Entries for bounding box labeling
****************************************

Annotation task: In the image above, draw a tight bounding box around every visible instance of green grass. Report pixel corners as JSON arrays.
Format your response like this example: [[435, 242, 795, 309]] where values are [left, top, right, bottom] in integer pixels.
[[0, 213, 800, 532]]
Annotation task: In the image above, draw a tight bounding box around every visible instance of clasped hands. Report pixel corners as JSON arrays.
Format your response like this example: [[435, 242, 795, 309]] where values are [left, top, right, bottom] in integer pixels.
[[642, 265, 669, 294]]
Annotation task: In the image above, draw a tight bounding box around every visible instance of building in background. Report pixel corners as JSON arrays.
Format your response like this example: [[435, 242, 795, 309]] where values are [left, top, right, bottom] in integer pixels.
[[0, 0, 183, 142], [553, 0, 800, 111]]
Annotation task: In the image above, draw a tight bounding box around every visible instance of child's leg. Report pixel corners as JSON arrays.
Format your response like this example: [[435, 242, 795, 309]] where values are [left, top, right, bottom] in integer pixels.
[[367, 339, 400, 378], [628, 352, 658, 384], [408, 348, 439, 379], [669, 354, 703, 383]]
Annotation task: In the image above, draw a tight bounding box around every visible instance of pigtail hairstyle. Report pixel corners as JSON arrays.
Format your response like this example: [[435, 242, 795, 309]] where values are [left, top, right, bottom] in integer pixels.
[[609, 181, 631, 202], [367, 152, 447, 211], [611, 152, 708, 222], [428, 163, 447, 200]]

****************************************

§ **What the task asks**: Reproduce the entries above in full, substituting "Labeling task" for every occurrence of "Annotation task" and leaving all other text unchanged.

§ **Exercise response**:
Labeling task: In the image above, draw a tight bounding box around every visible instance of green grass. Report pixel corners as JSON arrays.
Format your response like this example: [[435, 242, 795, 309]] where values are [left, top, right, bottom] in integer pixels.
[[0, 213, 800, 532]]
Labeling task: In the image above, draw a tight bounding box around every visible instance of clasped hands. Report pixel corners as JSON arrays.
Format your response like this example: [[435, 242, 795, 309]] where values are [left, top, right, bottom] in integer pixels.
[[642, 265, 669, 294]]
Labeling task: In the image above, draw a tight bounding box around every visible instance of building in background. Report pixel corners as JSON arrays.
Format your response like this example: [[435, 242, 795, 309]] where values are [left, top, right, bottom] in integer pixels.
[[0, 0, 183, 142], [553, 0, 800, 111]]
Labeling task: In the image above, draw a tight bounding box around every visible instance of child's leg. Report pixel corners as JSON arrays.
Format your response like this example: [[435, 242, 795, 309]] where values are [left, top, right, bottom] in integer pixels.
[[367, 339, 400, 378], [628, 352, 658, 384], [408, 348, 439, 379], [669, 354, 703, 383]]
Labeling task: In the image above, draw a tight bounding box around every visible instance of pigtail hairstyle. Report pixel corners as JSON arrays.
Format your response like this example: [[435, 242, 795, 309]] where values are [left, top, right, bottom] in integer pixels.
[[609, 181, 631, 202], [367, 152, 447, 211], [611, 152, 708, 222], [428, 163, 447, 200]]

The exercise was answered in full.